→ THE PROBLEM
Take each line of the entries below that contains "navy" and copy it.

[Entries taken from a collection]
------------------------
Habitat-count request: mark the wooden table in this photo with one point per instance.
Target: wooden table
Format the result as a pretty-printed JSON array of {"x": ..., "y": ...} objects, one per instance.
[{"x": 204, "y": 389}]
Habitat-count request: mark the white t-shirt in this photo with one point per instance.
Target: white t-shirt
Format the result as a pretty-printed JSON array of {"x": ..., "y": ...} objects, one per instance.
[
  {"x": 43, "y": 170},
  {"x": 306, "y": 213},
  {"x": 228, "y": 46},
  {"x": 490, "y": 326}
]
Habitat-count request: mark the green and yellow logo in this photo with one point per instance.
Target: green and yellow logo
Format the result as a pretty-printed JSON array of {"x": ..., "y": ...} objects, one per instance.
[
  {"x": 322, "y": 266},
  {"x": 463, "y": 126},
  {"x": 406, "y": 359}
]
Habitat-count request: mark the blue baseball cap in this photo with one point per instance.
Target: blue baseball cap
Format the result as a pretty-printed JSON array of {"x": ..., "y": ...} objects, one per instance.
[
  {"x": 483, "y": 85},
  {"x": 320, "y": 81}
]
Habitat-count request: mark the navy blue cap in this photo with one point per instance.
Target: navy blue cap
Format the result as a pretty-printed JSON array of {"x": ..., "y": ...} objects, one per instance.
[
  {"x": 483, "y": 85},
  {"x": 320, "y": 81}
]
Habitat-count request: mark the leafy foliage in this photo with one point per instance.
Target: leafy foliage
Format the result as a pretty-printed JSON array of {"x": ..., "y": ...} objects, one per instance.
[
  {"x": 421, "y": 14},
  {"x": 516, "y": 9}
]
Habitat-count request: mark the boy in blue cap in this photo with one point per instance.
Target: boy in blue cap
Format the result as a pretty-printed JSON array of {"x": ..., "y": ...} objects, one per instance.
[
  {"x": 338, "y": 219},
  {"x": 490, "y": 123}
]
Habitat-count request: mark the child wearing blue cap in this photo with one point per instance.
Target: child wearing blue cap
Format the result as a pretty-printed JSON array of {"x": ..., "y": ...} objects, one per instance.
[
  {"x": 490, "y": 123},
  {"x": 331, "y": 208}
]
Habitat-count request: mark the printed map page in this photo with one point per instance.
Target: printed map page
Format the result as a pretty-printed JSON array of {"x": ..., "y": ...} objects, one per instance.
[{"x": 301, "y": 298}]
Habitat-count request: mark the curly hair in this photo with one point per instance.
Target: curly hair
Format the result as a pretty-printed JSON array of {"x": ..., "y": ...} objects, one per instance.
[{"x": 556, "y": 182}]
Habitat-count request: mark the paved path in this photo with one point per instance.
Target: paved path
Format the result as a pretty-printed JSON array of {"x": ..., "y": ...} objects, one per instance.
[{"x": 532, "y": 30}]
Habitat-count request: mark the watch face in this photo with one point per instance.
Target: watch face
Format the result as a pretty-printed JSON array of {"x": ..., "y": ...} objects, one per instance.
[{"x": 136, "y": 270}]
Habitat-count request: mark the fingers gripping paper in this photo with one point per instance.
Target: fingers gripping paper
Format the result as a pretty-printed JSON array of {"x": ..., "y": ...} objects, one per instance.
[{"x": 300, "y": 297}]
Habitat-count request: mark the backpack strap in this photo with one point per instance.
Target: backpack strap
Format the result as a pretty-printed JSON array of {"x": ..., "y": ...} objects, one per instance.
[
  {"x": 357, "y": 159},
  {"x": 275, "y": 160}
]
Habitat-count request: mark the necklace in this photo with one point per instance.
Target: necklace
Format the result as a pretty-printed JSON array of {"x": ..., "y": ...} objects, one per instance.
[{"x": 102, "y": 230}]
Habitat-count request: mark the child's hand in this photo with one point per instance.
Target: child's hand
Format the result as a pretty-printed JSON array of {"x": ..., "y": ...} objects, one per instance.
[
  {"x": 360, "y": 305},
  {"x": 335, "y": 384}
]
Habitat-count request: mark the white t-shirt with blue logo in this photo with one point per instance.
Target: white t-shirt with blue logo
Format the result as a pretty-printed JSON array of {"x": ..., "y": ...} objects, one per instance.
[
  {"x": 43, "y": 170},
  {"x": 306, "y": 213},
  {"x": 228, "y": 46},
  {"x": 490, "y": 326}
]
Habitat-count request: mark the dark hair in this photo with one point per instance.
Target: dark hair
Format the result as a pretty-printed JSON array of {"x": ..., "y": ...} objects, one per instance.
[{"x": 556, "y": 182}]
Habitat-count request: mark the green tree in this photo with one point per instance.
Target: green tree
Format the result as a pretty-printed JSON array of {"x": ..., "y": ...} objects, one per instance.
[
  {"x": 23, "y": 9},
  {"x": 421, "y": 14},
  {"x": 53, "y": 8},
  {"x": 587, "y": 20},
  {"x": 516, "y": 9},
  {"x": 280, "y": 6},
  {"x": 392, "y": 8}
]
------------------------
→ RESULT OF THIS EXERCISE
Habitat-count request: mark the navy blue cap in this photo with one point per instance.
Target: navy blue cap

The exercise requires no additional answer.